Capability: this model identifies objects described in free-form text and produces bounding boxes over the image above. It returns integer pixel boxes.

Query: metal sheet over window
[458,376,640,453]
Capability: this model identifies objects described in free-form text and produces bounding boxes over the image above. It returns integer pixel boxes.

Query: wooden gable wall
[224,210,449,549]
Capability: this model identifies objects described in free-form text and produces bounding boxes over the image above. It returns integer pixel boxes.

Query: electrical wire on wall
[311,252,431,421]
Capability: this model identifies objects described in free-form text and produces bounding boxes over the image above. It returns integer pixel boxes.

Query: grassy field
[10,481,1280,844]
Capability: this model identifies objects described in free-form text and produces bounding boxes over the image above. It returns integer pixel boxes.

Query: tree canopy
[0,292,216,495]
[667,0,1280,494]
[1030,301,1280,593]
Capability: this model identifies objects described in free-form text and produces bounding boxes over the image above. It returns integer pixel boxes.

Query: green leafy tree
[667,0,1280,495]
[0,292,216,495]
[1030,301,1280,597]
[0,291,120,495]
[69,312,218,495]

-=-=-

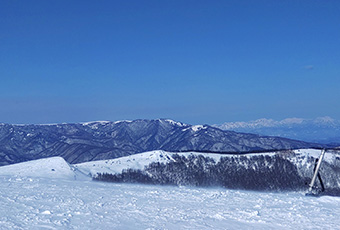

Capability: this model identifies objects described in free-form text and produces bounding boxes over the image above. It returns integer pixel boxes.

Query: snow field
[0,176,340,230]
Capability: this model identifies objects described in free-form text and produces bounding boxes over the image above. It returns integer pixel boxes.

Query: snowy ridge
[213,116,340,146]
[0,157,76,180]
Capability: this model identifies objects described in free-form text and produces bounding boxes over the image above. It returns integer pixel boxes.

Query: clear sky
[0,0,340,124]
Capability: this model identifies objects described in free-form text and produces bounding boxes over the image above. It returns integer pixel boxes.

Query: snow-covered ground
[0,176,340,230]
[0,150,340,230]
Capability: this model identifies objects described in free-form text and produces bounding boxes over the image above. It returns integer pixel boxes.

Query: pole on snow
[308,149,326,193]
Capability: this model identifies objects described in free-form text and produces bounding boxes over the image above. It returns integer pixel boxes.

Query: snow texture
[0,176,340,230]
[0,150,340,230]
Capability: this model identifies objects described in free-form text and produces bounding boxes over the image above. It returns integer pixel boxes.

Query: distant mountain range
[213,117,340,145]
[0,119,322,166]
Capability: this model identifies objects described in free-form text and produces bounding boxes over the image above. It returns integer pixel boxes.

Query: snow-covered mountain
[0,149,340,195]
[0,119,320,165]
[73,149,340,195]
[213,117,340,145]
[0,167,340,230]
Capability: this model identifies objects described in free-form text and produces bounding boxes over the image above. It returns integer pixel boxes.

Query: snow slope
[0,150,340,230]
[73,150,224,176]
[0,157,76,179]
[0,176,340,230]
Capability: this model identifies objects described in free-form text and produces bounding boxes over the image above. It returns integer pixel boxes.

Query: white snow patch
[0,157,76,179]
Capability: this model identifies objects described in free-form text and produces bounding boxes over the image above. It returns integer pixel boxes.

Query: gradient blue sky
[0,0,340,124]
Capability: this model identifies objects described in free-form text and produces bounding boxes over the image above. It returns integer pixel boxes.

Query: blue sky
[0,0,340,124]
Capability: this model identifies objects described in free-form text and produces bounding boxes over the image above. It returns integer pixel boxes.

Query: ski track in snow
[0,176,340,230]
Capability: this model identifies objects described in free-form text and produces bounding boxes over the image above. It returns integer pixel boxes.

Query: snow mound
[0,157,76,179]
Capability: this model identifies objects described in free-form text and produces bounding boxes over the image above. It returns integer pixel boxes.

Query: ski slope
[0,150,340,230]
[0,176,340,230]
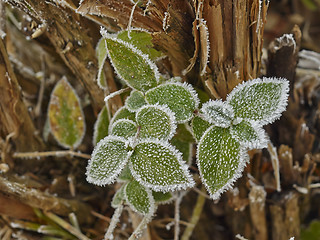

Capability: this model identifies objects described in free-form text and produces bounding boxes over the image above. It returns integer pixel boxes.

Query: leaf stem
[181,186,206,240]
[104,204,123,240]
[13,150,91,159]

-=-=-

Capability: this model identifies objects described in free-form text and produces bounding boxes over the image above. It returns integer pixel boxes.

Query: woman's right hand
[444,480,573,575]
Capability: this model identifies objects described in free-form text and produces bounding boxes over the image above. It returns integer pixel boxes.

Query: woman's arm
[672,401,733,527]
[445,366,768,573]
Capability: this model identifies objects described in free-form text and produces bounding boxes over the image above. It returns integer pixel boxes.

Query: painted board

-=-=-

▶ [Aim of the exercise]: Pull out every line of the material above that contains the word "wall", and copy each one in full.

▶ [Answer below]:
Query: wooden gable wall
Query: electrical wire on wall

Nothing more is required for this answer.